▶ DOCUMENT TEXT
- Opening Delimiter -

This complex father-son confessional movie cuts across eras. Harvard film professor Ross McElwee adds another wonderful personal memoir, a film that is both forward-looking and elegiac.

October 12, 2012 | Rating: A
Peter Rainer
Christian Science Monitor Top Critic

Since the 1980s, documentarian and Harvard film professor Ross McElweehas been composing wonderful personal memoirs that are both forward-looking and elegiac. In “Time Indefinite” (1993), he and his wife had a baby boy, Adrian, who popped up in a couple of subsequent films. “Photographic Memory,” McElwee’s marvelous new movie, is all about the grown-up Adrian, with whom his father is attempting to forge a better bond; but, equally, it’s about McElwee himself and his attempts to reconnect with the young man he was when he was Adrian’s age.

This means revisiting St. Quay-Portrieux in Brittany, France, where he was once a semi-vagabond in his 20s, and trying to recapture “what it was like to have most of my life ahead of me.”

McElwee’s voice-over narration, with its North Carolina lilt and its nuanced note of regret, is a species of confessional. He looks at photos of himself at age 24 and says to us about that time, “I could not possibly imagine myself as a father.” Now that he is one, he imagines that getting closer to the person he was then will allow him to more fully understand Adrian and their sometimes prickly, difficult relationship.

To some extent, Adrian’s surliness is typical young-guy rite-of-passage stuff. “These steps are so predictable,” McElwee says. But Adrian, who goes in for extreme skiing and tinkers with filmmaking and has a bunch of friends McElwee describes as “an impenetrable tribe,” is also, as his father says, “in a constant state of technological overload.” This is not something McElwee experienced at that age, and it makes him wonder how he would have handled the onslaught.

One of the ironies of “Photographic Memory” is that, as in almost all of his earlier films, Mc-Elwee is trying to seek out long-lost people who once meant something to him, while Adrian, in the Internet era, “never seems to lose touch with anyone.” In Brittany, McElwee tries to locate a photographer-employer named Maurice, a kind of Gallic hippie philosopher who chided his protégé for not knowing much about American jazz and was fond of playing Bach’s “Magnificat” on the xylophone. Even though Maurice ultimately fired McElwee for apparently losing some negatives, he still reveres him – his spirit.

- Closing Delimiter -

Continue the review of "Photographic Memory" from its last sentence, in the same voice.

▶ RECORD EXTRACTS
- Opening Delimiter -

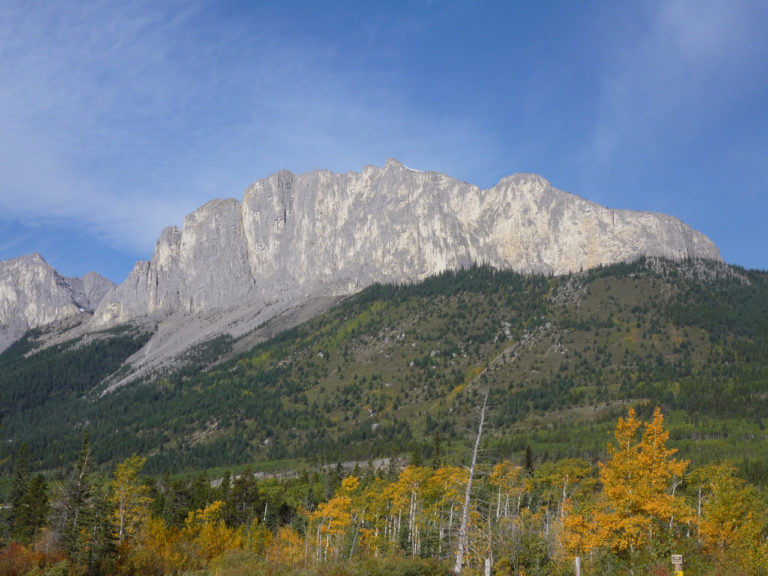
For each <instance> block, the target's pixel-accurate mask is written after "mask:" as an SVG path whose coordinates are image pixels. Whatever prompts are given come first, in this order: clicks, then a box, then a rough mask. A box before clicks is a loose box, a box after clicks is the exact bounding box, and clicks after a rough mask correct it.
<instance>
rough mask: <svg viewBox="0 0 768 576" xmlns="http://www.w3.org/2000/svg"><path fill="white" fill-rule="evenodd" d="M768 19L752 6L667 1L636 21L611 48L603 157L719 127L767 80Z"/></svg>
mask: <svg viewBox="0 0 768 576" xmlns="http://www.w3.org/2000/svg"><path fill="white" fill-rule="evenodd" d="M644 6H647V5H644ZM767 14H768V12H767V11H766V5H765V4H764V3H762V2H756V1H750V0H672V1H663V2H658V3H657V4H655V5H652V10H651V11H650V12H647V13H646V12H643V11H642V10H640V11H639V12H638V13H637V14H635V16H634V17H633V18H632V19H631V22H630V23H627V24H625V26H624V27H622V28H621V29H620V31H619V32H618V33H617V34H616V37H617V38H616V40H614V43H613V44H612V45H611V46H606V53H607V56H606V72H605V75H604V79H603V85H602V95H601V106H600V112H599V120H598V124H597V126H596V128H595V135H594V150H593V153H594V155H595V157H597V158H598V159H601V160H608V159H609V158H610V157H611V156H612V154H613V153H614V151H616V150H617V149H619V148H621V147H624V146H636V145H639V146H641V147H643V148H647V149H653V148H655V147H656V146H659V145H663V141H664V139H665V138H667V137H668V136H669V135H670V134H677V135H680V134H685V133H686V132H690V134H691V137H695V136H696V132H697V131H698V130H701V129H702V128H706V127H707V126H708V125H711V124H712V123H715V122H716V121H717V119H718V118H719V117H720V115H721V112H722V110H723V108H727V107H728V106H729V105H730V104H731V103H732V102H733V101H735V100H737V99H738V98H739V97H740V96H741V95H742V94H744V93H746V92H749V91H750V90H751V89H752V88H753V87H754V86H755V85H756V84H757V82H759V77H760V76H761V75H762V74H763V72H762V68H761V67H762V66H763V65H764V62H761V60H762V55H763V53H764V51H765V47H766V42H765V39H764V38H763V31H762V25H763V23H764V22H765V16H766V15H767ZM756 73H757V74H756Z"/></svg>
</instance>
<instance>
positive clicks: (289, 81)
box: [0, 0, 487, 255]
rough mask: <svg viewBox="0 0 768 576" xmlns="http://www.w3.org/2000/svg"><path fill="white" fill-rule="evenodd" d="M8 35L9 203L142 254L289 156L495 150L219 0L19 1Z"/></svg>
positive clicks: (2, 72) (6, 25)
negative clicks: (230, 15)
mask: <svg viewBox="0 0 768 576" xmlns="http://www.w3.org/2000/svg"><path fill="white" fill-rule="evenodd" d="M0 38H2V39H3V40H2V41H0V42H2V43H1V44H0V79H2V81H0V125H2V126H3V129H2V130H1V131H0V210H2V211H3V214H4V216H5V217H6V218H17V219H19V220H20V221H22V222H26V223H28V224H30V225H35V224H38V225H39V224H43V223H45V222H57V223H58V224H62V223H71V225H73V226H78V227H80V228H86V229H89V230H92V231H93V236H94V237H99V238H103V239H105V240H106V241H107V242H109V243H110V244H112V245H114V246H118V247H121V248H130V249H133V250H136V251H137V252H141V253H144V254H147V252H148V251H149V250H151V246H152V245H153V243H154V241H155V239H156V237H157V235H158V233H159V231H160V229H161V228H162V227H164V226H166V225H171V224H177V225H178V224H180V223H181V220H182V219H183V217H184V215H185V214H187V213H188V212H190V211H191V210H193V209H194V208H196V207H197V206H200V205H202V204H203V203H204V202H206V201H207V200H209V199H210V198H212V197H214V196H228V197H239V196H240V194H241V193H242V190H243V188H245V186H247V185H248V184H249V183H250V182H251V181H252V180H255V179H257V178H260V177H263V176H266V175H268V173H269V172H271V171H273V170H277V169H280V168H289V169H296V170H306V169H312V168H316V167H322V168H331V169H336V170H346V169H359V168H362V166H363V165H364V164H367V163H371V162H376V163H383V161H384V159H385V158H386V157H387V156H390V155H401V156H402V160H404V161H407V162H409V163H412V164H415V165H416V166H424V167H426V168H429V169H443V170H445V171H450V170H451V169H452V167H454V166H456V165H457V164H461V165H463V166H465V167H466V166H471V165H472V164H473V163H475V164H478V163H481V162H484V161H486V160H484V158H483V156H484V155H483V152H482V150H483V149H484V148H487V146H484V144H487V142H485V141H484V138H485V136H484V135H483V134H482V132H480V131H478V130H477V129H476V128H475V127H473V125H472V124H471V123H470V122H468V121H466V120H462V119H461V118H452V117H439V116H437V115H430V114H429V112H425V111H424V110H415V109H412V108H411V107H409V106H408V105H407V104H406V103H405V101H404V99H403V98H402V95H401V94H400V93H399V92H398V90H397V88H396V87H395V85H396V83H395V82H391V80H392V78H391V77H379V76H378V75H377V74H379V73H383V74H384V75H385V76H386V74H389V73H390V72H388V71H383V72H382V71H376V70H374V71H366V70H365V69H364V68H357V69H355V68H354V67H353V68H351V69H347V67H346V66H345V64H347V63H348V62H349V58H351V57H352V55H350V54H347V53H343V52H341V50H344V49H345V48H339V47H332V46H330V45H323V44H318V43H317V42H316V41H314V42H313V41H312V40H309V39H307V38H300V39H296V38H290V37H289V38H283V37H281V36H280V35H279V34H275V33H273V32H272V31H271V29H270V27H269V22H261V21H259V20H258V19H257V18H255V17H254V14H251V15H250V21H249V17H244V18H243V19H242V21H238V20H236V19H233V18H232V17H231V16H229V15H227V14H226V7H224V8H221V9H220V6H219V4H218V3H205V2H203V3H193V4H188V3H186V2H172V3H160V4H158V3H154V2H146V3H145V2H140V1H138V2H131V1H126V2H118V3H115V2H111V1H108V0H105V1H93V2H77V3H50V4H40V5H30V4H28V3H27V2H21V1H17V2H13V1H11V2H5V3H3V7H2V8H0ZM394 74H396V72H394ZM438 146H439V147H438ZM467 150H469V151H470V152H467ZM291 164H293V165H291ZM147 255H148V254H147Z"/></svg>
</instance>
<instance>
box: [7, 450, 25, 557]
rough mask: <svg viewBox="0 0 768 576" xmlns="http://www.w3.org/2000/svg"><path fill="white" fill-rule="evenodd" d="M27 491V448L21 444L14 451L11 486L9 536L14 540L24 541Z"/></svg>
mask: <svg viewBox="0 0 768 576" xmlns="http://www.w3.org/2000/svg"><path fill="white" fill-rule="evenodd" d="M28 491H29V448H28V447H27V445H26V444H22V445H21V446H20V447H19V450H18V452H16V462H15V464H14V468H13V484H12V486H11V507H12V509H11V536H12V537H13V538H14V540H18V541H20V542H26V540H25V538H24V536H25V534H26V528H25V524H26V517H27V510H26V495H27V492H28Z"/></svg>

- Closing Delimiter -
- Opening Delimiter -

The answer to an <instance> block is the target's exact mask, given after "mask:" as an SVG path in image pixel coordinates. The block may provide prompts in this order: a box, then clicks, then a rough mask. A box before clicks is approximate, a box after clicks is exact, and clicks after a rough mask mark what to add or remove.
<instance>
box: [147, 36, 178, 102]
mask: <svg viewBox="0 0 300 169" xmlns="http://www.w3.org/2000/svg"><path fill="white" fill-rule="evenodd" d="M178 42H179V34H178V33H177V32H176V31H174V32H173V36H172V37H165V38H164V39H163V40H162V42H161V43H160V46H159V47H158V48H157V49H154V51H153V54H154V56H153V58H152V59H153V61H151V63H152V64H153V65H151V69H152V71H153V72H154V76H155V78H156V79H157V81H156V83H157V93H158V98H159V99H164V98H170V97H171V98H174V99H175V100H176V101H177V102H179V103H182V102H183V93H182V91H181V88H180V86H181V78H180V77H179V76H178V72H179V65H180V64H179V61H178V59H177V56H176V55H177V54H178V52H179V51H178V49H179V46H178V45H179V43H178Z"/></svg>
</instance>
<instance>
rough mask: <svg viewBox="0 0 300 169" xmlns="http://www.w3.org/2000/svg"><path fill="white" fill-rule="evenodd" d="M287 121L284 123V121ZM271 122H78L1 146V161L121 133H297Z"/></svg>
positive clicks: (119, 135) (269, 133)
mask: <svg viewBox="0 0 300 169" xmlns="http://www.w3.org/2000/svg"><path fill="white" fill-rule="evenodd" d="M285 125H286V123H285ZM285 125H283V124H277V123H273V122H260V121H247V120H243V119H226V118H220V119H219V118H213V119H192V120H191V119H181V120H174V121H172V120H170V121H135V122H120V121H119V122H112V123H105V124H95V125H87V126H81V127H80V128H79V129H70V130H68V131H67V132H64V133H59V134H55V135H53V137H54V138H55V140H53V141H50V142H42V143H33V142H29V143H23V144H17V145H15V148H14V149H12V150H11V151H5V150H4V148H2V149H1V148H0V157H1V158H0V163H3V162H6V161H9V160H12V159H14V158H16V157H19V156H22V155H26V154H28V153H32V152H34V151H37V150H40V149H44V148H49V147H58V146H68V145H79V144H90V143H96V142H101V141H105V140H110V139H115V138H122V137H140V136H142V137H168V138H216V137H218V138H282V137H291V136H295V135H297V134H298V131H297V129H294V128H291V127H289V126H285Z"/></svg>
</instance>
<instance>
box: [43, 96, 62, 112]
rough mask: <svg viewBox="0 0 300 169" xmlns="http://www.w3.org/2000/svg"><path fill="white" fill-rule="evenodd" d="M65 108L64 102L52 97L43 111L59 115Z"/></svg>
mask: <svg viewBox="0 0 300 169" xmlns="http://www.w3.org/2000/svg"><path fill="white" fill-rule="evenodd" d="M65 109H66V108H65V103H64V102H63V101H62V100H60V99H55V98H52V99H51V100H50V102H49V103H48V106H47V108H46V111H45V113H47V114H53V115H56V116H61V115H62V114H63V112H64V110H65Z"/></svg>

- Closing Delimiter -
- Opening Delimiter -

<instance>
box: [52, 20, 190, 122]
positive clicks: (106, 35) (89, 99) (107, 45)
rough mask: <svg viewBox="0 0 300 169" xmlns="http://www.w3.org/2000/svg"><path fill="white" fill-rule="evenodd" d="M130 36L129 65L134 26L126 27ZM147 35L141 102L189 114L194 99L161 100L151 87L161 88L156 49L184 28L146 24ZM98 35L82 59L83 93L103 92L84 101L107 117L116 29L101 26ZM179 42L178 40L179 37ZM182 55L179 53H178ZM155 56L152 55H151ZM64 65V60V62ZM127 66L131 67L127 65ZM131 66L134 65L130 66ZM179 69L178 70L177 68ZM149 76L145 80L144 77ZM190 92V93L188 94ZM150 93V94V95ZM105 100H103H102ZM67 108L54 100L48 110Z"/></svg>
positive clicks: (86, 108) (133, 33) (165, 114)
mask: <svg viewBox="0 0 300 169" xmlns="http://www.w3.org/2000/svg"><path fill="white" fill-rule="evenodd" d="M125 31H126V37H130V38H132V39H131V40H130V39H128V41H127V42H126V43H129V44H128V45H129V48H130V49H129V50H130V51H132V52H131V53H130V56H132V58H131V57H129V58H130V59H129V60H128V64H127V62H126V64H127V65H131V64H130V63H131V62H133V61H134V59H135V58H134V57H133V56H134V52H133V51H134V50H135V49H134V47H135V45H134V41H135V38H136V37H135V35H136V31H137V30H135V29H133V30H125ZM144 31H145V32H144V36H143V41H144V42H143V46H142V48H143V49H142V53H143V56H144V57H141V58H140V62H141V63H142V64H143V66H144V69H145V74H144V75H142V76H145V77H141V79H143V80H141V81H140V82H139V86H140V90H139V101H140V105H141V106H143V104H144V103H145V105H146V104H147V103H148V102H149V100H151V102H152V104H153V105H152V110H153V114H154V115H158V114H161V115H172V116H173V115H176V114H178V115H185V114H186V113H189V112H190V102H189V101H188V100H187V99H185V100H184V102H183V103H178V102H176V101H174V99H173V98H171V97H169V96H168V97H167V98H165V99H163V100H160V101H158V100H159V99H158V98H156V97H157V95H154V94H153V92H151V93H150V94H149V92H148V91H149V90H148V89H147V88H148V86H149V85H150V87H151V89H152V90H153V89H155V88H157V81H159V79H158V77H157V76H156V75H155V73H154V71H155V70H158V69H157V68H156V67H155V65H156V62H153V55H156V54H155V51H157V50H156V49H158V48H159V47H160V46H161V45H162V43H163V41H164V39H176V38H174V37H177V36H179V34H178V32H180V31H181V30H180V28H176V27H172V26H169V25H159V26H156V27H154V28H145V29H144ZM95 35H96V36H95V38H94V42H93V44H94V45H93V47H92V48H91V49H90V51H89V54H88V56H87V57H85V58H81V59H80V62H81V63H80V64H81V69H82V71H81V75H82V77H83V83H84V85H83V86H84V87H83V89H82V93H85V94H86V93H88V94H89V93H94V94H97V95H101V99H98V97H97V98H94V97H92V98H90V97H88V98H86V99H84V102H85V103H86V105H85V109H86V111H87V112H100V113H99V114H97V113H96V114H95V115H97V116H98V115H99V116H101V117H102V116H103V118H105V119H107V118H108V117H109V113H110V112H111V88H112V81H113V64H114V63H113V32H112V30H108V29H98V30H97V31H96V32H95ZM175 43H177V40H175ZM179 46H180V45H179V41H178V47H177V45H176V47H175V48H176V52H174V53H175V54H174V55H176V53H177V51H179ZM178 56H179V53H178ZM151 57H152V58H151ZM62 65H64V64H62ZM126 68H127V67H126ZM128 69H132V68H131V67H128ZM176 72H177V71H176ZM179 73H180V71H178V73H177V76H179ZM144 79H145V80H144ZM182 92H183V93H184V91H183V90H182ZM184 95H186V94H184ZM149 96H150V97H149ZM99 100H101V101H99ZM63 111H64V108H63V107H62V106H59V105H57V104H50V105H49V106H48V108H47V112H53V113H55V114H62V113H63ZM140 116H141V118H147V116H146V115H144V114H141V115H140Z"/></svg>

- Closing Delimiter -

▶ FINAL ANSWER
Another quest is for a young woman, Maud Corbel, with whom he had a seaside fling. He claims that he owes her an apology because he left her, although he doesn’t remember why. McElwee has no intention of reviving an old flame, but, again, he wants to measure himself against his memories.

It’s a difficult and potentially dangerous expedition; when he finally locates Maud, he seriously considers turning back.

Their reunion, complete with a meal of sauteed frogs’ legs, is wistful, and McElwee, otherwise bracingly honest in his voice-over narrations, is rather politic in this section. But he doesn’t need to make explicit what we already can see for ourselves: Time has taken its toll. McElwee is an inveterate nostalgist. He was so even when he was making movies decades earlier (like his classic “Sherman’s March”).

Were he not such a complicated artist, his mooning about the past might come across as shtick. But he understands how movies can both clarify one’s memories and make them seem ineffably strange. When, prior to his return trip, he takes out some old photos of his Brittany sojourn, he is drawn to them, and yet seeing them is like “looking at photographs of a high school you didn’t attend.”

The 38 years since McElwee was last in Brittany have “just whisked by,” and he asks himself, without a trace of self-pity, “How did I get to be this old?” It’s less a lament than a simple statement of fact. He’s hornswoggled, and vastly intrigued, by the machinations of time. And because he is a filmmaker, he is, in a sense, dealing with time all the time. “Photographic Memory” is about the permanence and impermanence of what we choose to preserve: on film and in our heads (which is often the same thing). I would like to think that one day Adrian might look at this documentary and see it as a supreme act of paternal love. Grade: A (Unrated.)